> [Data to use]
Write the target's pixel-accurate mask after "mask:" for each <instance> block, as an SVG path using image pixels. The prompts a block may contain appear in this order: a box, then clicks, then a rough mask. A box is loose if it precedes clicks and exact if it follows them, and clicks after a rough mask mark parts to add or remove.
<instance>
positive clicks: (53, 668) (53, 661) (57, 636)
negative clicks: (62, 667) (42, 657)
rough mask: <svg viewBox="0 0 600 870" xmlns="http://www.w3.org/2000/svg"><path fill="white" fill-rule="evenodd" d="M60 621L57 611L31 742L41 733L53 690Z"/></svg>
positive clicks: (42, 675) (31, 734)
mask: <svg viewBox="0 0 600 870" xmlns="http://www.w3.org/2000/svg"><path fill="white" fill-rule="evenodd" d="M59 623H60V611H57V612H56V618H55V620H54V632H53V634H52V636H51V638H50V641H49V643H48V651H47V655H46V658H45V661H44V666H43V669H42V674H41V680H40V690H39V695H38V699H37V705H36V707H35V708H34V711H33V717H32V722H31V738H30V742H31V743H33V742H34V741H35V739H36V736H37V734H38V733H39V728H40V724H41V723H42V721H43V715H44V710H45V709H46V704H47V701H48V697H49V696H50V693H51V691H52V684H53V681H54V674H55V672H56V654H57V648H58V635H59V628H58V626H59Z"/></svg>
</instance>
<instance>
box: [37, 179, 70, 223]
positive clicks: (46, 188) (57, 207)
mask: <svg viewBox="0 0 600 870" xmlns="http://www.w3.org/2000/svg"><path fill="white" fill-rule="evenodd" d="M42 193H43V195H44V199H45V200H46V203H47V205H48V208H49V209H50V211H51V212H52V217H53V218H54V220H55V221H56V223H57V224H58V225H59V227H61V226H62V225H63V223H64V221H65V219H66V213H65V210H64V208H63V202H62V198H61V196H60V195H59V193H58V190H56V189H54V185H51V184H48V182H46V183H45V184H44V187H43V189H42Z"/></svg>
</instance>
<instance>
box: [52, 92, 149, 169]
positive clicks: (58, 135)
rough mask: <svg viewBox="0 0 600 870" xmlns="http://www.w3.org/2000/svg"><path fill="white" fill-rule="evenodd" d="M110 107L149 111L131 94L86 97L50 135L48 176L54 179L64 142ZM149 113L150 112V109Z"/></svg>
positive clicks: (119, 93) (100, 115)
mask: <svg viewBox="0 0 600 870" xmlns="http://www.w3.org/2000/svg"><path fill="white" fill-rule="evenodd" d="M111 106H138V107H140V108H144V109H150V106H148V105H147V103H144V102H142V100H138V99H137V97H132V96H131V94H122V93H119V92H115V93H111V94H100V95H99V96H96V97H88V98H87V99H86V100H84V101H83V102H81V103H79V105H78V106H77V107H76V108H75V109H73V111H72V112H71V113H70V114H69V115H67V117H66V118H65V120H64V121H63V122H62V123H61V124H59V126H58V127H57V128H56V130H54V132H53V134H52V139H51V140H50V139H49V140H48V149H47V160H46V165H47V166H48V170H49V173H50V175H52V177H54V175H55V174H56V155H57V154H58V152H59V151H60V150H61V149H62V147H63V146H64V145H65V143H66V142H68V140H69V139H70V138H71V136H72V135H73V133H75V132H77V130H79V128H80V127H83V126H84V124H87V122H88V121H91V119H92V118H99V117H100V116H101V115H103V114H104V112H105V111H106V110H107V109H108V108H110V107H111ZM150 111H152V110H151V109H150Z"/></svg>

> [What the task requires] Copy all of the material above, line by line, with no changes.

> [Output for this exercise]
Write the target's pixel-accurate mask after "mask:" for each <instance> block, as an SVG path using image pixels. The prompts a block may contain appear in this order: a box, then clicks, then a rough mask. A box is loose if it precedes clicks and exact if it follows them, and clicks after a rough mask mark parts to add or remove.
<instance>
positive clicks: (53, 668) (53, 661) (57, 636)
negative clicks: (62, 667) (42, 657)
rough mask: <svg viewBox="0 0 600 870" xmlns="http://www.w3.org/2000/svg"><path fill="white" fill-rule="evenodd" d="M60 621L57 611L31 742L41 733L53 690Z"/></svg>
positive clicks: (42, 675) (31, 734)
mask: <svg viewBox="0 0 600 870" xmlns="http://www.w3.org/2000/svg"><path fill="white" fill-rule="evenodd" d="M59 623H60V611H57V612H56V618H55V620H54V632H53V634H52V636H51V638H50V641H49V643H48V651H47V655H46V658H45V661H44V666H43V669H42V674H41V680H40V690H39V695H38V699H37V705H36V707H35V708H34V711H33V717H32V722H31V738H30V742H31V743H33V742H34V741H35V739H36V736H37V734H38V733H39V728H40V724H41V723H42V721H43V715H44V710H45V709H46V704H47V701H48V697H49V696H50V693H51V691H52V684H53V681H54V674H55V672H56V654H57V648H58V635H59V628H58V626H59Z"/></svg>
</instance>
<instance>
box: [37, 179, 70, 223]
positive clicks: (46, 188) (57, 207)
mask: <svg viewBox="0 0 600 870" xmlns="http://www.w3.org/2000/svg"><path fill="white" fill-rule="evenodd" d="M42 193H43V195H44V199H45V200H46V203H47V205H48V208H49V209H50V211H51V212H52V217H53V218H54V220H55V221H56V223H57V224H58V225H59V227H61V226H62V225H63V223H64V221H65V219H66V213H65V210H64V208H63V202H62V198H61V196H60V195H59V193H58V190H56V189H54V185H51V184H48V182H46V183H45V184H44V187H43V189H42Z"/></svg>
</instance>
<instance>
box: [52, 92, 149, 169]
positive clicks: (58, 135)
rough mask: <svg viewBox="0 0 600 870" xmlns="http://www.w3.org/2000/svg"><path fill="white" fill-rule="evenodd" d="M110 107L149 111L131 94L86 97L50 135L48 176L54 179L64 142ZM149 113L150 112V109Z"/></svg>
positive clicks: (119, 93) (100, 115)
mask: <svg viewBox="0 0 600 870" xmlns="http://www.w3.org/2000/svg"><path fill="white" fill-rule="evenodd" d="M111 106H138V107H140V108H144V109H150V106H148V105H147V103H144V102H142V100H138V99H137V97H132V96H131V94H122V93H119V92H115V93H111V94H100V95H99V96H96V97H88V98H87V99H86V100H84V101H83V102H81V103H79V105H78V106H77V107H76V108H75V109H73V111H72V112H71V113H70V114H69V115H67V117H66V118H65V120H64V121H63V122H62V123H61V124H59V126H58V127H57V128H56V130H54V132H53V134H52V139H51V140H50V139H49V140H48V149H47V160H46V165H47V166H48V170H49V173H50V175H52V177H54V175H55V174H56V155H57V154H58V152H59V151H60V150H61V149H62V147H63V146H64V145H65V143H66V142H68V140H69V139H70V138H71V136H72V135H73V133H75V132H77V130H79V128H80V127H83V126H84V124H87V122H88V121H91V119H92V118H99V117H100V116H101V115H103V114H104V112H105V111H106V110H107V109H108V108H110V107H111ZM150 111H152V110H151V109H150Z"/></svg>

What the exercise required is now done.